Tout relève du détail. Finalement, le parcours
scolaire est un jeu de piste, il faut faire le bon choix à chaque instant,
avoir la bonne attitude pour appréhender les difficultés ? Quand vous
avez une belle maison ou un grand appartement avec une femme de ménage que vos
parents payent pour faire des tâches un peu sales, pas intéressantes et
chronophages, cela leur dégage du temps pour lire, se cultiver, sortir au
cinéma ou au spectacle. Quand vous avez une résidence secondaire, que vous
faites des voyages à l’étranger, quand vos parents vous payent une jeune fille
au pair anglophone, quand vous avez une bibliothèque, des lectures le soir, que
vous avez des jeux pédagogiques, qui font travailler la mémoire, la
reconnaissance visuelle, la logique ou l’usage du langage oral ou écrit, que
vous allez voir des spectacles, etc., vous partez mieux dans la vie que si vous
n’avez rien de tout cela. Ces enfants privilégiés, quand on leur donne à faire
un exercice langagier à partir d’images, on constate qu’ils ont le vécu, le
vocabulaire et la syntaxe nécessaires pour nommer les choses, faire vivre les
images, donner des intentions aux personnages, etc. Ils ont aussi un capital
narratif parfois déjà considérable.
Ce qui est frappant dans cet ouvrage, c’est la
question des écrans. Est-ce que cela reste un marqueur entre les classes
sociales ? Oui. Il y a par exemple ceux qui ont choisi de ne pas
avoir de télévision ou qui essayent d’en limiter l’accès. Certains vont
chercher des films en médiathèque, qu’ils ont soigneusement choisis pour des
raisons esthétiques ou langagières. À l’autre bout du spectre, il y a ces
familles qui « consomment » une télévision de flux. Dans les milieux
populaires, souvent, elle est en bruit de fond. J’ai connu ça dans mon enfance.
Ma mère repassait devant la télé ou écoutait la radio. Quoi qu’on en dise, cela
entre en concurrence avec d’autres choses que certains estiment plus
importantes, lire, avoir des temps calmes à faire des jeux. On va chercher des
choses à plus-value culturelle, esthétique ou cognitive.
Les jeux ou la présence ou non de livres semblent
avoir aussi leur importance. On a l’impression qu’il suffit presque de couper
l’accès aux écrans et à la place de mettre des livres entre les mains des
enfants pour régler tous les problèmes. Est-ce aussi systématique que cela ?

..........

* Exercice court a
Présentez sous forme de liste numérotée, sans les lignes vides, la partie des enregistrements qui s'ouvre sur la ligne contenant « Reviewer note: confirm each instance of the white dining » et se ferme sur la ligne contenant « pixel 284 275 ».

* Lignes de données
..........

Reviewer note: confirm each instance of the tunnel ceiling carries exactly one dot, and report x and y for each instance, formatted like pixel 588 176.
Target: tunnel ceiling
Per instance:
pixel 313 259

..........

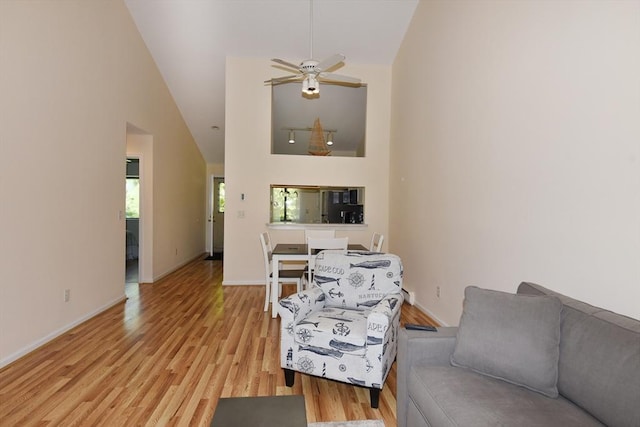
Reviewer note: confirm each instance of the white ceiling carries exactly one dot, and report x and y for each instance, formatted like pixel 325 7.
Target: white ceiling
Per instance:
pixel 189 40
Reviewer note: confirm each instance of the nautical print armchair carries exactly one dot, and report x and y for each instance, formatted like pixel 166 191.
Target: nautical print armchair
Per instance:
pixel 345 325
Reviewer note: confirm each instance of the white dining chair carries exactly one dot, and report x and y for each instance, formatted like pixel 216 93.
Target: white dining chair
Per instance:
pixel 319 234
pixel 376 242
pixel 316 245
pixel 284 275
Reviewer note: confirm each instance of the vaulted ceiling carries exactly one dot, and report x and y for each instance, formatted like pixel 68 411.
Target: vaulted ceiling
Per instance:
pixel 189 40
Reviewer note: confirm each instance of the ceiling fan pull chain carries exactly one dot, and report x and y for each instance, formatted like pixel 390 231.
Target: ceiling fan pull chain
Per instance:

..........

* Exercice court b
D'après le texte, comment la télévision est-elle souvent présente dans les milieux populaires ?

* Réponse écrite a
1. Reviewer note: confirm each instance of the white dining chair carries exactly one dot, and report x and y for each instance, formatted like pixel 216 93.
2. Target: white dining chair
3. Per instance:
4. pixel 319 234
5. pixel 376 242
6. pixel 316 245
7. pixel 284 275

* Réponse écrite b
Elle est souvent en bruit de fond.